-- START --

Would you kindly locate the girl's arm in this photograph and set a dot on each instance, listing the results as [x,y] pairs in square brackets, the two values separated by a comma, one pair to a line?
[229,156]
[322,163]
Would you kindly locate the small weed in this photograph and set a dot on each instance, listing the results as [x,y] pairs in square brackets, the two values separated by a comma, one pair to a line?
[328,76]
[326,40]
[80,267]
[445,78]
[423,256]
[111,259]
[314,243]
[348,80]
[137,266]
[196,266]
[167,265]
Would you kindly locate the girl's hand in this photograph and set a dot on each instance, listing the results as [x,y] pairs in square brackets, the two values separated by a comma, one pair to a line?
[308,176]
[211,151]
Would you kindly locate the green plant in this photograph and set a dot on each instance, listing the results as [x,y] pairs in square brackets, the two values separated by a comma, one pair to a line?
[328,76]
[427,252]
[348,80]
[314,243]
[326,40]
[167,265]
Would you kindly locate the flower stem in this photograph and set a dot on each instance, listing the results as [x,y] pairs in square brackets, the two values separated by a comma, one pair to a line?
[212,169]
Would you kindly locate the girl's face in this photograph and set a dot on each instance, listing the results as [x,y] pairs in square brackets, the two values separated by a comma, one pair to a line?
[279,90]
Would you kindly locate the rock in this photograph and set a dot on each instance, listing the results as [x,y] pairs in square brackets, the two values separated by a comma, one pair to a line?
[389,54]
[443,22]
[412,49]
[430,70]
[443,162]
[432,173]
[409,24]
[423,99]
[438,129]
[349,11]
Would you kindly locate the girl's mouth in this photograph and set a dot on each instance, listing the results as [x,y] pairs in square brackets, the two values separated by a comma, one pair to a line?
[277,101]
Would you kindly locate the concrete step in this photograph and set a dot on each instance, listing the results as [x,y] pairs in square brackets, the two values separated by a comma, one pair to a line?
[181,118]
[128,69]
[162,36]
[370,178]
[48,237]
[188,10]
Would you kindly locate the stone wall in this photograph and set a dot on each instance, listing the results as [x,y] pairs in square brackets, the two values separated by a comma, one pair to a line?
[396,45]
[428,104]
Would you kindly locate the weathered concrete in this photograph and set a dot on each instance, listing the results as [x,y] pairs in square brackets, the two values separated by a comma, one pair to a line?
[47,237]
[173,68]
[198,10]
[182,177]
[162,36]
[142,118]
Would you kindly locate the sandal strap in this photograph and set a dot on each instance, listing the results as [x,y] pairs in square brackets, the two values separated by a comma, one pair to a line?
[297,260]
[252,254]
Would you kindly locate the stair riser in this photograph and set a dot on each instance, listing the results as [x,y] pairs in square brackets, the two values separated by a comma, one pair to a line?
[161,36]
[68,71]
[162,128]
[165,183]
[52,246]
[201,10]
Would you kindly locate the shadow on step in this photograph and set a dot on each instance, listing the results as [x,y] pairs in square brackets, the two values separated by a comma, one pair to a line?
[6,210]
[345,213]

-- END --

Work to complete = Everything from the line containing "Would you kindly locate the girl's mouth" to the last line of the entries above should be quoted exactly, and only that.

Solution for this task =
Would you kindly locate the girl's mouth in this photograph and set a dot on each instance, listing the results as [x,y] pairs in square brackets, the two values separated by a comma, one pair to a line?
[277,101]
Would you kindly locate the concrete step in this photograph and set a dot on each instance, listing the results as [x,y] pairs in square brackets, the two values separated by a comma, one pair to a line?
[181,118]
[128,69]
[162,36]
[370,178]
[48,237]
[188,10]
Would you kindly locate the stone wall in this photograph and set a dot on each instance, listing the results as [x,y] pairs in square brackets, the two values separated by a comma, one pair to a line?
[396,45]
[428,104]
Would you kindly locate the weathered concrete in this photograph and set a dot on each instance, listing the results as [x,y] pairs in square brackets, the two values separated by a comma, one pair to a line?
[47,237]
[173,68]
[198,10]
[182,177]
[162,36]
[142,118]
Would you kindly locate the sandal strap in this photograph and set a dot on each instance, listing the results as [x,y] pairs in square brackets, the two values separated by a comma, one pair to a line?
[297,260]
[252,254]
Would you kindly locate the stair riser in this photograph and set a dot on each instance, listing the results as [x,y] pairs in square brackets, the two values separated by a comma, one pair to a line?
[161,36]
[68,71]
[162,128]
[165,183]
[52,246]
[201,10]
Would you kindly locate the shadow on step in this photograph and set a dot on each instance, listing the results as [x,y] pairs in square brackets, the two values separated by a comma, one pair to a line?
[6,210]
[345,213]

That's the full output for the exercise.